Information given:
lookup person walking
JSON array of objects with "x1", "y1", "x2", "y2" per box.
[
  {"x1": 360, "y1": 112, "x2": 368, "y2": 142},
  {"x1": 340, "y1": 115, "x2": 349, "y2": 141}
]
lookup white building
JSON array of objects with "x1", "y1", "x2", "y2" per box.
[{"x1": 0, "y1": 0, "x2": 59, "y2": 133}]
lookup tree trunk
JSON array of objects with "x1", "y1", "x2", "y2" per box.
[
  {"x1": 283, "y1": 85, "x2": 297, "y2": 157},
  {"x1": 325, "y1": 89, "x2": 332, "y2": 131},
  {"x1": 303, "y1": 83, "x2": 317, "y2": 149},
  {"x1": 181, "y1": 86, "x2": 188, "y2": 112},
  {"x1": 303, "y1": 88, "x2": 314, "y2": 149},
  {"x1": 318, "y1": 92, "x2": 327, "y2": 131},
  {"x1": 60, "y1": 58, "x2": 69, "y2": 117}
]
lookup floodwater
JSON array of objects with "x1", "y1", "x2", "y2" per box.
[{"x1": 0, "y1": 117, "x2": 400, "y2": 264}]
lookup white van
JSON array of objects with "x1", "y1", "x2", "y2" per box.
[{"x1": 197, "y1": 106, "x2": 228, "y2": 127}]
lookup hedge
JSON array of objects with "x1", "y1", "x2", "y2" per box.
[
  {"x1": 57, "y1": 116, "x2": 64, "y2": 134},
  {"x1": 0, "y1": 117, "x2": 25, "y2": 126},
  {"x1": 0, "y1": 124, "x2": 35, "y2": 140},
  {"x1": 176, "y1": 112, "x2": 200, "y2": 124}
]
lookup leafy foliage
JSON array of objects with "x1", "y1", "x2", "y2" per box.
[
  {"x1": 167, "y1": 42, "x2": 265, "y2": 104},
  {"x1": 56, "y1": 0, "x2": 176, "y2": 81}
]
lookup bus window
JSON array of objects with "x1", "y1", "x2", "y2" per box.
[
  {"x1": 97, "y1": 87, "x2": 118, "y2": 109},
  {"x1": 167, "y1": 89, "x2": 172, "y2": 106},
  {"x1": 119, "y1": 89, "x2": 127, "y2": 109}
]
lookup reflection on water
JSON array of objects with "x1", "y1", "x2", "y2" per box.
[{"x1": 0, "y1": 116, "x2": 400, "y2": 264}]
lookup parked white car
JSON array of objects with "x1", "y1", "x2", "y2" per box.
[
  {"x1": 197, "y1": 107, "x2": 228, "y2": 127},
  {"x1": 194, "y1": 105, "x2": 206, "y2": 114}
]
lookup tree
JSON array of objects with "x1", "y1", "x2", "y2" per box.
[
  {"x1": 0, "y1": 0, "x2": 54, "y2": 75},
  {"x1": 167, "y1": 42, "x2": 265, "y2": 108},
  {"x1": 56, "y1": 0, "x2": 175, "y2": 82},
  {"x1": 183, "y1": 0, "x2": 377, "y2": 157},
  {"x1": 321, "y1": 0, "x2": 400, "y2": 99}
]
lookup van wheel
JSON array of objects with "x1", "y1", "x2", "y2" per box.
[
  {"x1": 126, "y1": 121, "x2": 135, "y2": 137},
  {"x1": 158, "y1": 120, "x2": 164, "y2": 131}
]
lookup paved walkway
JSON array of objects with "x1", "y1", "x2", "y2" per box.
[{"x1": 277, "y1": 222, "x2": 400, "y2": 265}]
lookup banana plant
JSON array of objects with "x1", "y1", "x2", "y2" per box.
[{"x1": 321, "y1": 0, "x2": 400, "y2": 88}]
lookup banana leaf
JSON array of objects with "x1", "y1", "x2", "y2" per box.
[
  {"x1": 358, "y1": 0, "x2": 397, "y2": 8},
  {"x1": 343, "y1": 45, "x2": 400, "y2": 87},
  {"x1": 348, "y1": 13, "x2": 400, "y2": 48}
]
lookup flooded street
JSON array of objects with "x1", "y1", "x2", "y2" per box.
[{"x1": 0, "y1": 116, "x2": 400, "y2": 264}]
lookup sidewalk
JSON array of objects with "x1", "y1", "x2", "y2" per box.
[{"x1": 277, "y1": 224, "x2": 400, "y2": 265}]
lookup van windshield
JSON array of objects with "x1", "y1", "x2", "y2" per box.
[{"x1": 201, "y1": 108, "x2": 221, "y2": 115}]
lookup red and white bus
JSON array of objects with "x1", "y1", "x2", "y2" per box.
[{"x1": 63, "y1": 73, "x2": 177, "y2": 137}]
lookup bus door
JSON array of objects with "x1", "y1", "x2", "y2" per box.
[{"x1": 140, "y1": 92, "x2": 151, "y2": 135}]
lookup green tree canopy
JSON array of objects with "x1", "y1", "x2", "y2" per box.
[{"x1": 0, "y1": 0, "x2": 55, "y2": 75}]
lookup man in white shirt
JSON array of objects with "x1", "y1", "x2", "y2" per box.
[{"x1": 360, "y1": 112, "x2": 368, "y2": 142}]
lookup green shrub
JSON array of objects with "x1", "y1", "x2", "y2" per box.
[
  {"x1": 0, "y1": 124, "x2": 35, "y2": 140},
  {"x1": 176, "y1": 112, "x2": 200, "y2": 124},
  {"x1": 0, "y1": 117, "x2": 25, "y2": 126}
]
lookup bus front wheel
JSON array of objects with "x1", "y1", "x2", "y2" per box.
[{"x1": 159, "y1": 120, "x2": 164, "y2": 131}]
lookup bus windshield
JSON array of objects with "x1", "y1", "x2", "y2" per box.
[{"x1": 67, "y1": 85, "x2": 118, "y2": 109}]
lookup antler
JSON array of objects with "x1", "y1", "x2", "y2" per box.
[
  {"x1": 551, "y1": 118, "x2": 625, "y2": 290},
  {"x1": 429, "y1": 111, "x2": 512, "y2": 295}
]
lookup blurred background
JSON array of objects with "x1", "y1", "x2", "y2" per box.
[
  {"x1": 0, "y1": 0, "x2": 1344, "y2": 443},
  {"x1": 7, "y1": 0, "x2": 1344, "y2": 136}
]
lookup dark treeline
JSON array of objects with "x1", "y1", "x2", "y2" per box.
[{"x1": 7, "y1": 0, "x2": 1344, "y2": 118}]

Exercise: Render every line of the records above as a JSON list of strings, one string per line, with blank lines left out.

Task result:
[
  "lookup person walking",
  "JSON array of objects with \"x1\", \"y1\", \"x2\", \"y2\" per box.",
  "[",
  "  {\"x1\": 360, \"y1\": 112, \"x2\": 368, \"y2\": 142},",
  "  {\"x1\": 340, \"y1\": 115, \"x2\": 349, \"y2\": 141}",
  "]",
  "lookup white building",
  "JSON array of objects with \"x1\", \"y1\", \"x2\", \"y2\" per box.",
  "[{\"x1\": 0, \"y1\": 0, \"x2\": 59, \"y2\": 133}]",
  "lookup tree trunk",
  "JSON array of objects with \"x1\", \"y1\", \"x2\", \"y2\" per box.",
  "[",
  "  {\"x1\": 283, \"y1\": 85, \"x2\": 297, \"y2\": 157},",
  "  {\"x1\": 325, \"y1\": 89, \"x2\": 332, \"y2\": 131},",
  "  {\"x1\": 303, \"y1\": 83, \"x2\": 317, \"y2\": 149},",
  "  {\"x1\": 181, \"y1\": 86, \"x2\": 188, \"y2\": 112},",
  "  {\"x1\": 303, \"y1\": 88, \"x2\": 314, \"y2\": 149},",
  "  {\"x1\": 318, \"y1\": 92, \"x2\": 327, \"y2\": 131},",
  "  {\"x1\": 60, \"y1\": 58, \"x2\": 69, \"y2\": 117}",
  "]",
  "lookup floodwater",
  "JSON array of objects with \"x1\", \"y1\", \"x2\", \"y2\" per box.",
  "[{\"x1\": 0, \"y1\": 117, \"x2\": 400, \"y2\": 264}]",
  "lookup white van",
  "JSON array of objects with \"x1\", \"y1\", \"x2\", \"y2\" per box.",
  "[{\"x1\": 197, \"y1\": 106, \"x2\": 228, \"y2\": 127}]",
  "lookup hedge",
  "JSON array of objects with \"x1\", \"y1\", \"x2\", \"y2\" per box.",
  "[",
  "  {\"x1\": 57, \"y1\": 116, \"x2\": 64, \"y2\": 134},",
  "  {\"x1\": 0, \"y1\": 117, \"x2\": 25, \"y2\": 126},",
  "  {\"x1\": 0, \"y1\": 124, \"x2\": 35, \"y2\": 140},",
  "  {\"x1\": 176, \"y1\": 112, \"x2\": 200, \"y2\": 124}",
  "]",
  "lookup leafy foliage",
  "JSON array of objects with \"x1\", \"y1\", \"x2\", \"y2\" per box.",
  "[",
  "  {\"x1\": 167, \"y1\": 42, \"x2\": 265, \"y2\": 104},",
  "  {\"x1\": 56, \"y1\": 0, \"x2\": 176, \"y2\": 81}",
  "]",
  "lookup bus window",
  "JSON array of objects with \"x1\", \"y1\", \"x2\", \"y2\" per box.",
  "[",
  "  {\"x1\": 97, \"y1\": 87, \"x2\": 118, \"y2\": 109},",
  "  {\"x1\": 167, \"y1\": 89, \"x2\": 172, \"y2\": 106},",
  "  {\"x1\": 119, \"y1\": 89, \"x2\": 127, \"y2\": 109}",
  "]",
  "lookup reflection on water",
  "JSON array of objects with \"x1\", \"y1\", \"x2\", \"y2\" per box.",
  "[{\"x1\": 0, \"y1\": 116, \"x2\": 400, \"y2\": 264}]",
  "lookup parked white car",
  "JSON array of objects with \"x1\", \"y1\", \"x2\", \"y2\" per box.",
  "[",
  "  {\"x1\": 197, \"y1\": 107, \"x2\": 228, \"y2\": 127},",
  "  {\"x1\": 194, \"y1\": 105, \"x2\": 206, \"y2\": 114}",
  "]",
  "lookup tree",
  "JSON array of objects with \"x1\", \"y1\", \"x2\", \"y2\" per box.",
  "[",
  "  {\"x1\": 0, \"y1\": 0, \"x2\": 54, \"y2\": 75},",
  "  {\"x1\": 167, \"y1\": 42, \"x2\": 265, \"y2\": 108},",
  "  {\"x1\": 56, \"y1\": 0, \"x2\": 175, \"y2\": 82},",
  "  {\"x1\": 183, \"y1\": 0, \"x2\": 377, \"y2\": 157},",
  "  {\"x1\": 321, \"y1\": 0, \"x2\": 400, \"y2\": 99}",
  "]",
  "lookup van wheel",
  "JSON array of objects with \"x1\", \"y1\", \"x2\", \"y2\" per box.",
  "[",
  "  {\"x1\": 126, \"y1\": 121, \"x2\": 135, \"y2\": 137},",
  "  {\"x1\": 158, \"y1\": 120, \"x2\": 164, \"y2\": 131}",
  "]",
  "lookup paved walkway",
  "JSON array of objects with \"x1\", \"y1\", \"x2\", \"y2\" per box.",
  "[{\"x1\": 277, \"y1\": 222, \"x2\": 400, \"y2\": 265}]",
  "lookup banana plant",
  "JSON array of objects with \"x1\", \"y1\", \"x2\", \"y2\" per box.",
  "[{\"x1\": 321, \"y1\": 0, \"x2\": 400, \"y2\": 88}]",
  "lookup banana leaf",
  "JSON array of objects with \"x1\", \"y1\", \"x2\", \"y2\" per box.",
  "[",
  "  {\"x1\": 358, \"y1\": 0, \"x2\": 397, \"y2\": 8},",
  "  {\"x1\": 343, \"y1\": 45, \"x2\": 400, \"y2\": 87},",
  "  {\"x1\": 348, \"y1\": 13, \"x2\": 400, \"y2\": 48}",
  "]",
  "lookup flooded street",
  "JSON array of objects with \"x1\", \"y1\", \"x2\", \"y2\" per box.",
  "[{\"x1\": 0, \"y1\": 116, \"x2\": 400, \"y2\": 264}]",
  "lookup sidewalk",
  "JSON array of objects with \"x1\", \"y1\", \"x2\", \"y2\" per box.",
  "[{\"x1\": 277, \"y1\": 224, \"x2\": 400, \"y2\": 265}]",
  "lookup van windshield",
  "JSON array of objects with \"x1\", \"y1\", \"x2\", \"y2\" per box.",
  "[{\"x1\": 201, \"y1\": 108, \"x2\": 221, \"y2\": 115}]",
  "lookup red and white bus",
  "JSON array of objects with \"x1\", \"y1\", \"x2\", \"y2\" per box.",
  "[{\"x1\": 63, \"y1\": 73, \"x2\": 177, \"y2\": 137}]",
  "lookup bus door",
  "JSON array of objects with \"x1\", \"y1\", \"x2\", \"y2\" per box.",
  "[{\"x1\": 140, \"y1\": 92, \"x2\": 151, \"y2\": 135}]",
  "lookup green tree canopy",
  "JSON array of objects with \"x1\", \"y1\", \"x2\", \"y2\" per box.",
  "[{\"x1\": 0, \"y1\": 0, \"x2\": 55, \"y2\": 75}]",
  "lookup man in white shirt",
  "JSON array of objects with \"x1\", \"y1\", \"x2\", \"y2\" per box.",
  "[{\"x1\": 360, \"y1\": 112, \"x2\": 368, \"y2\": 142}]",
  "lookup green shrub",
  "JSON array of objects with \"x1\", \"y1\", \"x2\", \"y2\" per box.",
  "[",
  "  {\"x1\": 0, \"y1\": 124, \"x2\": 35, \"y2\": 140},",
  "  {\"x1\": 176, \"y1\": 112, \"x2\": 200, \"y2\": 124},",
  "  {\"x1\": 0, \"y1\": 117, \"x2\": 25, \"y2\": 126}",
  "]",
  "lookup bus front wheel",
  "JSON array of objects with \"x1\", \"y1\", \"x2\", \"y2\" per box.",
  "[{\"x1\": 159, \"y1\": 120, \"x2\": 164, \"y2\": 131}]",
  "lookup bus windshield",
  "JSON array of objects with \"x1\", \"y1\", \"x2\", \"y2\" per box.",
  "[{\"x1\": 67, \"y1\": 85, \"x2\": 118, \"y2\": 109}]",
  "lookup antler",
  "JSON array of objects with \"x1\", \"y1\", \"x2\", \"y2\" per box.",
  "[",
  "  {\"x1\": 551, \"y1\": 118, \"x2\": 625, \"y2\": 290},",
  "  {\"x1\": 429, \"y1\": 111, \"x2\": 512, \"y2\": 295}",
  "]",
  "lookup blurred background",
  "JSON array of objects with \"x1\", \"y1\", \"x2\", \"y2\" per box.",
  "[",
  "  {\"x1\": 0, \"y1\": 0, \"x2\": 1344, \"y2\": 443},",
  "  {\"x1\": 7, \"y1\": 0, \"x2\": 1344, \"y2\": 136}",
  "]",
  "lookup dark treeline",
  "JSON array of objects with \"x1\", \"y1\", \"x2\", \"y2\" per box.",
  "[{\"x1\": 7, \"y1\": 0, \"x2\": 1344, \"y2\": 118}]"
]